* DOCUMENT PASSAGE *
*** Block opens ***
So, although it seems as if I sold my cat to a farmer for two ears of corn, I think this is the best situation for Mackenzie.  She's got plenty of places to hide (as evidenced by the fact that I couldn't find her this morning when I visited) and certainly many options for warmth in winter.  I only hope she grows to like it and doesn't freak out and do something stupid. I, of course, am still a nervous wreck even though I know it will take a few days (if not weeks) for her to be acclimated to her new home. I'll keep checking back and whistling for her. So far, she has not responded, but hopefully that will change.  If anyone wants some delicious corn (among other vegetables), stop by Ravenwold Greenhouses on Florence Road in Florence (close to the Easthampton line). And tell your friends, too!

I think my family is completely sick of hearing about my cat issues. In fact, I think my Mom wishes I would just get a life already. Maybe some of you readers think that as well. So what. I want what's best for the cat since it really isn't putting me out that much. I wasn't about to take the advice I got from several professionals and friends which was to euthanize her for her "peeing" behavior. I know most people would have put her outside and then let her fend for herself. I just couldn't do that. She's not a feral bad-ass cat. She is a sweet little skittish cat who just wants her freedom. She'll probably learn fast in the "outside world" to become a bad-ass cat; but, at least for humans, that is part of growing up.

As for me, I'm still learning how to become bad-ass in the outside world. I don't think it's likely that I will ever really be a bad-ass though. I like that I am sensitive and go above and beyond to tend to the welfare of those in my care. (And I know my Mom appreciates that as well; and if not now, she will when she starts having issues with her bladder!)
*** Block closes ***
* DATA FOR REVIEW *
*** Block opens ***
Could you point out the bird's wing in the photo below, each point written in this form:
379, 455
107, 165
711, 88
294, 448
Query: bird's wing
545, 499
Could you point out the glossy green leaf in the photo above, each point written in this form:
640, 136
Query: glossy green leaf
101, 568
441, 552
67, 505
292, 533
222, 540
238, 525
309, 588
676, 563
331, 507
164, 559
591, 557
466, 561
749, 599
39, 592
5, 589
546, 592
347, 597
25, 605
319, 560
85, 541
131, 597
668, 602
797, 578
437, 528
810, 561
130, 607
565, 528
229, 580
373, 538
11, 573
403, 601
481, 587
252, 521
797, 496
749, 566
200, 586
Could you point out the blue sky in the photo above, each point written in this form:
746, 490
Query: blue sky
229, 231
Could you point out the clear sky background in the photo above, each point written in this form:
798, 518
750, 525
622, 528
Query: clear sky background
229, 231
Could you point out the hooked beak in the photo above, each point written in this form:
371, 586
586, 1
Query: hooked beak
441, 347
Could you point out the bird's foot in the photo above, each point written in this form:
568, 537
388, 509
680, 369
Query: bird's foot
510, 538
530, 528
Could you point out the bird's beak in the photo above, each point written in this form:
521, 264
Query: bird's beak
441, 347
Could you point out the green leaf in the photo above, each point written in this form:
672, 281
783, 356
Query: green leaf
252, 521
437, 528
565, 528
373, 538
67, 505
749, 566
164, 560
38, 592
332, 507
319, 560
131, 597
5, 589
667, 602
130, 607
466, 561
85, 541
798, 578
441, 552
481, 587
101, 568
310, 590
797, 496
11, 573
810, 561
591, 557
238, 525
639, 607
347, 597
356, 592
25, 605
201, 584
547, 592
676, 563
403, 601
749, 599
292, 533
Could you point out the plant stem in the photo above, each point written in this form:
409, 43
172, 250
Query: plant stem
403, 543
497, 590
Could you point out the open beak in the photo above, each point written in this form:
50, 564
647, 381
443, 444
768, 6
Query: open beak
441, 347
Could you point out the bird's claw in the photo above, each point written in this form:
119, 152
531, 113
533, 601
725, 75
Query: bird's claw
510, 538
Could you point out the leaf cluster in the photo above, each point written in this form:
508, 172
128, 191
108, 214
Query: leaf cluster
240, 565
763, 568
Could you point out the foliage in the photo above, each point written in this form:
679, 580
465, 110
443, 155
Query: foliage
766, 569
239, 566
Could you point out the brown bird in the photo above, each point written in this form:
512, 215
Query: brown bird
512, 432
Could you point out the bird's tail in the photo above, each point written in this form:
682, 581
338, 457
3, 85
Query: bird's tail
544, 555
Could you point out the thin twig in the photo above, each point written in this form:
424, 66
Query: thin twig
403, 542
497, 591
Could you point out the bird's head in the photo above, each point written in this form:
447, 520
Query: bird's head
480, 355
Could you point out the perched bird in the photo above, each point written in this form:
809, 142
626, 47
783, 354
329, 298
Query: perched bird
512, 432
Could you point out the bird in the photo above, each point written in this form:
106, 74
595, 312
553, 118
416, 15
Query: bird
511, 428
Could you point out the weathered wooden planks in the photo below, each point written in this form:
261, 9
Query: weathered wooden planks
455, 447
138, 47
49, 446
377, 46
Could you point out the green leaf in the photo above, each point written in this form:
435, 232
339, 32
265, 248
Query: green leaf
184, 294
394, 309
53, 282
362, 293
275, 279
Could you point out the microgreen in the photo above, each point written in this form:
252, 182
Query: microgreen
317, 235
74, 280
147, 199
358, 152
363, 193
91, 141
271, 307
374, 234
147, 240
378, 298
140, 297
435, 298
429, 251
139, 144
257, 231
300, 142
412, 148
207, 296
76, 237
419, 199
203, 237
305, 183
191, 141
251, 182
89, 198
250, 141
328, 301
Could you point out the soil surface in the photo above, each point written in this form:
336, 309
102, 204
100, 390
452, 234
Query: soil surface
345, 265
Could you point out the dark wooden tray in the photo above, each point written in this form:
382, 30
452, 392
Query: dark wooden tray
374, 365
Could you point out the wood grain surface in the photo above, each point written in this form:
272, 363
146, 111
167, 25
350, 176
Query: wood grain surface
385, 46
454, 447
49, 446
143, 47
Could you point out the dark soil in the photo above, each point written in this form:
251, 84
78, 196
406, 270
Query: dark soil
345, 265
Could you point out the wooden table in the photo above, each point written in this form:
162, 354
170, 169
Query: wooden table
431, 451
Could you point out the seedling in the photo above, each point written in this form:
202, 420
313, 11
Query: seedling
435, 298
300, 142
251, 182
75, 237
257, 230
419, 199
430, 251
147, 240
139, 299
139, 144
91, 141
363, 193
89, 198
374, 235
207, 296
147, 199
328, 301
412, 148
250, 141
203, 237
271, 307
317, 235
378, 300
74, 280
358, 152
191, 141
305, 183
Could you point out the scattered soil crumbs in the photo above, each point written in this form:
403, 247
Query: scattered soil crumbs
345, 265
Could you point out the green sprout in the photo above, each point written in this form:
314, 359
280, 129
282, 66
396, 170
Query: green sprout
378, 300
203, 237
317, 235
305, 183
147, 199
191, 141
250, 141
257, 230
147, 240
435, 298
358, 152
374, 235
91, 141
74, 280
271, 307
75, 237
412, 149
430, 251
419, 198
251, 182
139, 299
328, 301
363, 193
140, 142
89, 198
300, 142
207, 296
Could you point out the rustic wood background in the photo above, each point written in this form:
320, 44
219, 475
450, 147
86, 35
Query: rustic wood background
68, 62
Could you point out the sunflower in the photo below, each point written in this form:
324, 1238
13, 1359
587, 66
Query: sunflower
*** Block closes ***
From the blog post about rehoming the cat, echo back the text between "I think my family" and "of growing up.", inclusive. The entries aren't needed for what comes next.

I think my family is completely sick of hearing about my cat issues. In fact, I think my Mom wishes I would just get a life already. Maybe some of you readers think that as well. So what. I want what's best for the cat since it really isn't putting me out that much. I wasn't about to take the advice I got from several professionals and friends which was to euthanize her for her "peeing" behavior. I know most people would have put her outside and then let her fend for herself. I just couldn't do that. She's not a feral bad-ass cat. She is a sweet little skittish cat who just wants her freedom. She'll probably learn fast in the "outside world" to become a bad-ass cat; but, at least for humans, that is part of growing up.